:: WHAT IS NEEDED ::
Gather every line in the entries below that contains the word "plank".

:: PROVIDED ENTRIES ::
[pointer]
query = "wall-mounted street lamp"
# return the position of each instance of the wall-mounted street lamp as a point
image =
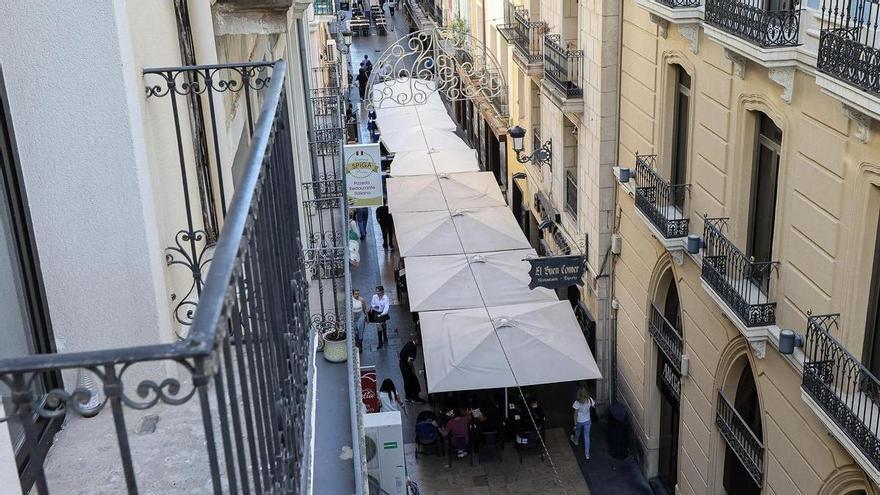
(541, 156)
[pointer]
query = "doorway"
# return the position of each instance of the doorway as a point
(669, 384)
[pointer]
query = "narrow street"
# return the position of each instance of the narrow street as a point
(563, 470)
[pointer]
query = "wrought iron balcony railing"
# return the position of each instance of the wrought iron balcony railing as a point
(526, 35)
(571, 192)
(563, 67)
(751, 21)
(198, 126)
(740, 438)
(242, 367)
(660, 201)
(848, 43)
(668, 339)
(742, 283)
(846, 391)
(680, 4)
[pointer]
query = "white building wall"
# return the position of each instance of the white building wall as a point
(77, 116)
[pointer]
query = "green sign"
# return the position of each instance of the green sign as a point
(363, 175)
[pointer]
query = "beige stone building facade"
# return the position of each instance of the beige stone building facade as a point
(562, 64)
(747, 208)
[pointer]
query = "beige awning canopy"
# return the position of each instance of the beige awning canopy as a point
(432, 233)
(444, 192)
(504, 346)
(465, 281)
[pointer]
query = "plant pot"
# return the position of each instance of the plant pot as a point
(335, 351)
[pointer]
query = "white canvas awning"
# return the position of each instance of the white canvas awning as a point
(443, 192)
(432, 233)
(424, 162)
(466, 350)
(470, 281)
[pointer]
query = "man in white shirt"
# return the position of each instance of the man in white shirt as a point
(379, 306)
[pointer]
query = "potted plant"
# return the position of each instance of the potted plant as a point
(335, 343)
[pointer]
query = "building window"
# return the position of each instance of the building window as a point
(765, 173)
(680, 129)
(26, 328)
(871, 353)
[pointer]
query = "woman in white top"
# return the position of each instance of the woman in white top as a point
(582, 419)
(380, 305)
(388, 398)
(358, 316)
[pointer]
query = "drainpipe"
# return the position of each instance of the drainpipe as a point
(614, 226)
(310, 124)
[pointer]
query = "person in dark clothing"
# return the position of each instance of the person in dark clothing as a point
(386, 224)
(368, 65)
(362, 83)
(411, 385)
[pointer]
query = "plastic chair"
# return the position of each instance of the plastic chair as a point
(427, 435)
(490, 446)
(528, 440)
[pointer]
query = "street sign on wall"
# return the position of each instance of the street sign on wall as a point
(556, 272)
(363, 175)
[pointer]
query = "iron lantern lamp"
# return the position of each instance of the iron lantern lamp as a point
(541, 156)
(346, 42)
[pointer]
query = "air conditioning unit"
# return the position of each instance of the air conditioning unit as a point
(331, 51)
(386, 468)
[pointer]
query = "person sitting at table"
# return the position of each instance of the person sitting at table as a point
(458, 427)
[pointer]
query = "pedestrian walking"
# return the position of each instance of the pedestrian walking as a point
(386, 224)
(368, 65)
(388, 399)
(358, 316)
(362, 83)
(379, 306)
(583, 406)
(362, 217)
(411, 386)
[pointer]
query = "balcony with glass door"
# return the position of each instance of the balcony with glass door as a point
(661, 202)
(527, 37)
(571, 192)
(563, 74)
(667, 338)
(849, 52)
(740, 438)
(842, 392)
(739, 283)
(764, 23)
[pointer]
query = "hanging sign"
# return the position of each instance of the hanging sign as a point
(556, 272)
(363, 175)
(369, 394)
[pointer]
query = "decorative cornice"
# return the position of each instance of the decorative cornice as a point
(759, 348)
(783, 76)
(662, 25)
(739, 63)
(862, 121)
(691, 32)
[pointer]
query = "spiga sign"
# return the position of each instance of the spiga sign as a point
(363, 176)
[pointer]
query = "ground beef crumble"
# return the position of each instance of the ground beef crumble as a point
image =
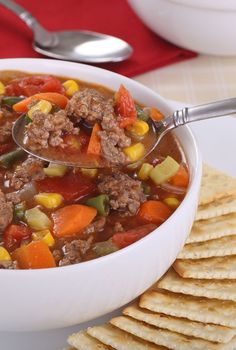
(6, 212)
(125, 194)
(90, 105)
(30, 169)
(96, 226)
(72, 252)
(5, 131)
(47, 129)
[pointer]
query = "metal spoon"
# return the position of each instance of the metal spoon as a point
(82, 46)
(157, 131)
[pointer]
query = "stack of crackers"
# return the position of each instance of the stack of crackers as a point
(193, 307)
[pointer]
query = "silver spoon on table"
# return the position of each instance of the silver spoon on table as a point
(157, 131)
(76, 45)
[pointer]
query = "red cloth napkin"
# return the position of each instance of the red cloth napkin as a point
(113, 17)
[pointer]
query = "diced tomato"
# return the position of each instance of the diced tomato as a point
(123, 239)
(14, 234)
(29, 86)
(35, 255)
(71, 186)
(77, 142)
(7, 147)
(125, 107)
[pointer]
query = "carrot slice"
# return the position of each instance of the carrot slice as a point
(72, 219)
(181, 178)
(154, 212)
(156, 115)
(53, 97)
(94, 146)
(35, 255)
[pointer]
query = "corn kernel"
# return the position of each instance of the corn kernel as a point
(4, 255)
(144, 171)
(89, 172)
(134, 152)
(49, 200)
(43, 106)
(2, 88)
(37, 220)
(139, 128)
(55, 170)
(71, 87)
(172, 202)
(45, 236)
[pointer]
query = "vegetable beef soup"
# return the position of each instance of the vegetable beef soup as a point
(52, 215)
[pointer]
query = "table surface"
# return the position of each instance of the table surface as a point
(194, 81)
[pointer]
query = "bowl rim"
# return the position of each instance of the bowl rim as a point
(216, 5)
(194, 178)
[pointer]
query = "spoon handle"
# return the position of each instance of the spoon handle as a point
(197, 113)
(41, 35)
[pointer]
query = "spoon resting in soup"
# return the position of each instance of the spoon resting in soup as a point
(55, 215)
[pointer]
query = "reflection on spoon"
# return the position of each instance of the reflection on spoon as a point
(156, 132)
(67, 157)
(82, 46)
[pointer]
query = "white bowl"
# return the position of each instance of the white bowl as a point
(204, 26)
(64, 296)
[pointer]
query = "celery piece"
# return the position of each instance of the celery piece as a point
(101, 203)
(37, 220)
(164, 171)
(140, 114)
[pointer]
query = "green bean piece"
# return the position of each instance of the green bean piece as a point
(104, 248)
(141, 115)
(101, 203)
(146, 188)
(8, 159)
(11, 100)
(19, 211)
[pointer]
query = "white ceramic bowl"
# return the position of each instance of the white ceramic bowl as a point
(60, 297)
(204, 26)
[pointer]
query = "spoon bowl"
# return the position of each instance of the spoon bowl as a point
(157, 131)
(86, 46)
(81, 46)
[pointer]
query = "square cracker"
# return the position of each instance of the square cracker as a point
(216, 247)
(217, 267)
(215, 185)
(204, 230)
(219, 207)
(120, 340)
(166, 338)
(221, 312)
(209, 332)
(83, 341)
(218, 289)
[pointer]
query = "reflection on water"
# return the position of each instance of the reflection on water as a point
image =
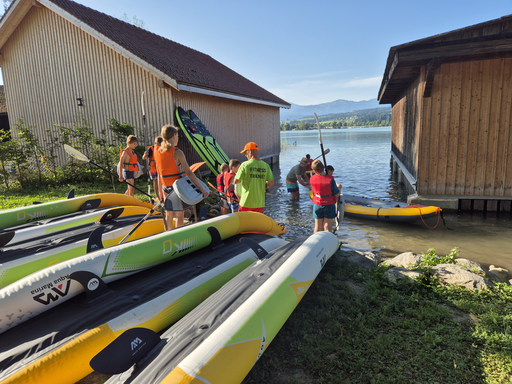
(361, 159)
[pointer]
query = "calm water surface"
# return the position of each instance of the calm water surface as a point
(361, 158)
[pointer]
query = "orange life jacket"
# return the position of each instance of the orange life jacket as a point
(167, 167)
(322, 193)
(151, 158)
(132, 165)
(227, 180)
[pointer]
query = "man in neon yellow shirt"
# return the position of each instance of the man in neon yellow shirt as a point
(253, 178)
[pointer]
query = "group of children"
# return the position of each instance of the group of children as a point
(227, 188)
(168, 163)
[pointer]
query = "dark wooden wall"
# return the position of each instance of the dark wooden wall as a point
(462, 133)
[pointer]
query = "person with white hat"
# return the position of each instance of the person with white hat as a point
(297, 175)
(253, 178)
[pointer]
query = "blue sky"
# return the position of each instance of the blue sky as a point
(306, 52)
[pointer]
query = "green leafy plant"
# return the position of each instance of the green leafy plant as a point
(431, 259)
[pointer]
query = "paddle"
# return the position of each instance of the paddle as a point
(76, 154)
(320, 138)
(156, 206)
(325, 153)
(146, 141)
(222, 195)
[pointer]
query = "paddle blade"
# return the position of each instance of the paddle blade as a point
(6, 237)
(194, 167)
(126, 350)
(74, 153)
(110, 215)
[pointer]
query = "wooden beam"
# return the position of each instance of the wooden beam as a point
(162, 84)
(464, 49)
(429, 77)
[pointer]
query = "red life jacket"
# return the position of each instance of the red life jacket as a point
(308, 168)
(167, 167)
(220, 182)
(132, 165)
(321, 186)
(227, 180)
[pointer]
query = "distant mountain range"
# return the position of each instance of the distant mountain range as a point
(338, 106)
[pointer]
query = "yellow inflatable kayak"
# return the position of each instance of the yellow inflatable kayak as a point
(22, 215)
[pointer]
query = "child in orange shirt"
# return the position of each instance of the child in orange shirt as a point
(224, 168)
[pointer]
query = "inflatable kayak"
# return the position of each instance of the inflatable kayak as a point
(378, 209)
(221, 339)
(202, 140)
(51, 286)
(56, 347)
(22, 259)
(40, 228)
(17, 216)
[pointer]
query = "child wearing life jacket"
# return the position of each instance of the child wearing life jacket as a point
(153, 173)
(229, 187)
(325, 195)
(128, 164)
(224, 168)
(171, 165)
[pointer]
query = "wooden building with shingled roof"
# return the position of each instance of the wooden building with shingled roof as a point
(58, 54)
(451, 97)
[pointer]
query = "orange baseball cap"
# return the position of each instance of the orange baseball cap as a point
(250, 146)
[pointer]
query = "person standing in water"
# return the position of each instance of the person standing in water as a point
(254, 177)
(295, 177)
(128, 164)
(325, 194)
(171, 165)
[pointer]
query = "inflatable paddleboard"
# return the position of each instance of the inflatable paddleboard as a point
(17, 216)
(51, 286)
(40, 228)
(56, 347)
(221, 339)
(202, 140)
(22, 259)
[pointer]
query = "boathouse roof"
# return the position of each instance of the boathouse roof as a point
(488, 40)
(179, 66)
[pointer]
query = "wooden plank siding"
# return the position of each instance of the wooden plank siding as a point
(57, 62)
(406, 125)
(466, 138)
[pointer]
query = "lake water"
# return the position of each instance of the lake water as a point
(361, 158)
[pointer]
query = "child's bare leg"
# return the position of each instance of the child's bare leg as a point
(318, 225)
(169, 216)
(130, 191)
(180, 215)
(327, 225)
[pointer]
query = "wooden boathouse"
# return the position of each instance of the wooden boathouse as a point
(451, 97)
(63, 62)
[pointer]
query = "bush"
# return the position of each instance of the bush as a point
(37, 161)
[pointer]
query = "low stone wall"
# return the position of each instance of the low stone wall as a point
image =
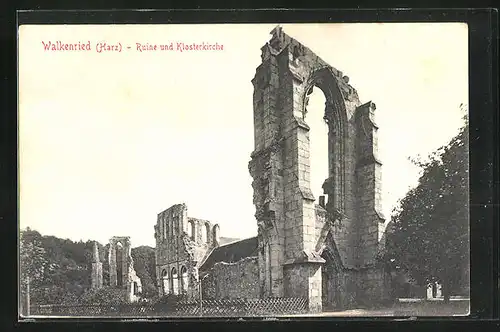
(233, 280)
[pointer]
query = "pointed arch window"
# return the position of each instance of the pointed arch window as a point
(165, 282)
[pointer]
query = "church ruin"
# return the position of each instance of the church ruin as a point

:: THE OUTPUT ::
query = "wooden plank siding"
# return the position of each instance of the wooden plank siding as a point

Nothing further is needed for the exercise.